Skip any image you find and restate the rest of the data word for word.

• • • • • • •

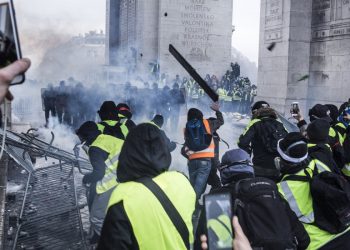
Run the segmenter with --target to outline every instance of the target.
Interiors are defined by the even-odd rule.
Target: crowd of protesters
[[[205,81],[219,95],[223,111],[247,114],[257,88],[248,78],[240,77],[237,63],[232,63],[231,67],[221,81],[209,74]],[[97,89],[87,87],[73,78],[62,80],[57,86],[50,83],[41,93],[45,124],[48,125],[49,117],[52,116],[57,117],[59,123],[77,128],[82,121],[97,119],[96,110],[103,100],[116,100],[129,105],[135,120],[151,119],[155,114],[162,114],[165,126],[169,123],[170,128],[176,130],[182,106],[208,107],[210,100],[192,78],[181,79],[179,75],[173,80],[163,78],[109,84]]]
[[[2,98],[29,65],[0,70]],[[90,242],[97,249],[350,249],[350,103],[313,106],[309,124],[299,110],[300,131],[291,132],[258,101],[238,149],[219,164],[215,133],[224,118],[219,103],[210,108],[216,117],[190,108],[183,124],[189,179],[169,170],[176,144],[162,130],[162,115],[136,125],[126,103],[104,101],[100,122],[80,125],[93,166],[83,178]],[[209,195],[219,196],[203,206],[211,174],[220,182]],[[226,194],[228,213],[220,200]]]

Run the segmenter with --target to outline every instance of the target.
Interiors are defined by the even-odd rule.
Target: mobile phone
[[[293,102],[291,104],[290,113],[292,114],[292,116],[296,116],[297,114],[299,114],[299,112],[300,112],[299,103]]]
[[[230,193],[204,196],[209,250],[232,250],[232,201]]]
[[[22,58],[12,0],[0,0],[0,68]],[[24,74],[17,76],[11,85],[23,83]]]

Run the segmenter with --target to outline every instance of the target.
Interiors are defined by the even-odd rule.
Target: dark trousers
[[[49,123],[50,111],[51,111],[51,116],[53,116],[53,117],[56,116],[55,106],[53,106],[53,105],[45,106],[45,121],[46,121],[46,125]]]

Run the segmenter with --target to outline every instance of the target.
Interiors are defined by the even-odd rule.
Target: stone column
[[[311,0],[261,1],[257,99],[282,113],[293,101],[306,107],[308,78],[303,76],[309,72],[311,10]]]

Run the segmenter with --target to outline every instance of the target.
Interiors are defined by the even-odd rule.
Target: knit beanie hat
[[[265,101],[258,101],[256,103],[254,103],[254,105],[252,106],[252,112],[261,109],[261,108],[269,108],[270,104],[268,104]]]
[[[301,163],[308,157],[307,140],[299,132],[291,132],[277,143],[281,158],[291,163]]]
[[[317,119],[309,124],[306,129],[309,142],[328,143],[330,124],[324,119]]]

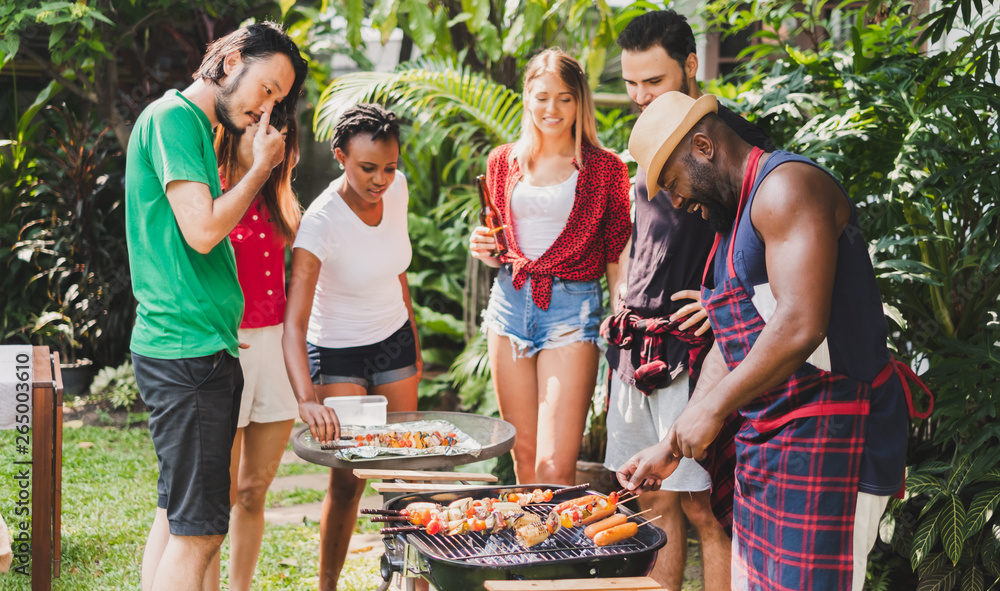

• • • • • • •

(Exercise solution):
Run the segmenter with --target to outline every instance of the target.
Interiors are defined by the even-odd rule.
Target: crowd of protesters
[[[205,81],[219,95],[223,111],[247,114],[257,88],[248,78],[240,77],[237,63],[232,63],[231,67],[221,81],[209,74]],[[97,89],[87,87],[73,78],[62,80],[57,86],[50,83],[41,93],[45,124],[48,125],[49,117],[52,116],[57,117],[59,123],[77,128],[82,121],[97,119],[96,110],[103,100],[116,100],[129,105],[135,120],[151,119],[155,114],[162,114],[165,126],[169,123],[170,128],[176,130],[182,106],[208,107],[210,100],[192,78],[181,79],[179,75],[173,80],[163,78],[109,84]]]
[[[2,98],[29,65],[0,70]],[[90,242],[97,249],[350,249],[350,103],[313,106],[309,124],[299,110],[300,131],[291,132],[258,101],[238,149],[219,164],[215,133],[224,118],[219,103],[210,108],[216,117],[190,108],[183,124],[189,179],[169,170],[176,144],[162,130],[162,115],[136,125],[126,103],[104,101],[100,122],[80,125],[93,166],[83,178]],[[209,195],[219,196],[203,206],[211,174],[220,182]],[[226,194],[228,213],[220,200]]]

Run the segmenter with --target to outline every instance of the target.
Interiors are defined by the even-odd rule.
Target: mobile phone
[[[293,102],[291,104],[290,113],[292,114],[292,116],[296,116],[297,114],[299,114],[299,112],[300,112],[299,103]]]
[[[230,193],[204,196],[209,250],[232,250],[232,201]]]
[[[22,58],[12,0],[0,0],[0,68]],[[24,74],[17,76],[11,85],[23,83]]]

Run the segmenter with --target to outline every instance of the target.
Interiors are defined by the even-odd rule.
Target: dark trousers
[[[49,123],[50,111],[51,111],[51,116],[53,116],[53,117],[56,116],[55,106],[53,106],[53,105],[45,106],[45,121],[46,121],[46,125]]]

Run the segmenter with --target to outline every instance of the target.
Interiors are defined by the even-odd rule.
Target: stone column
[[[311,0],[261,1],[257,99],[282,113],[293,101],[306,107],[308,78],[303,76],[309,72],[311,10]]]

Run the segmenter with --target to outline every instance of the target.
Interiors are defined by the even-odd rule.
Target: knit beanie hat
[[[265,101],[258,101],[256,103],[254,103],[254,105],[252,106],[252,112],[261,109],[261,108],[269,108],[270,104],[268,104]]]
[[[301,163],[308,157],[307,140],[299,132],[291,132],[277,143],[281,158],[291,163]]]
[[[317,119],[309,124],[306,129],[309,142],[328,143],[330,124],[324,119]]]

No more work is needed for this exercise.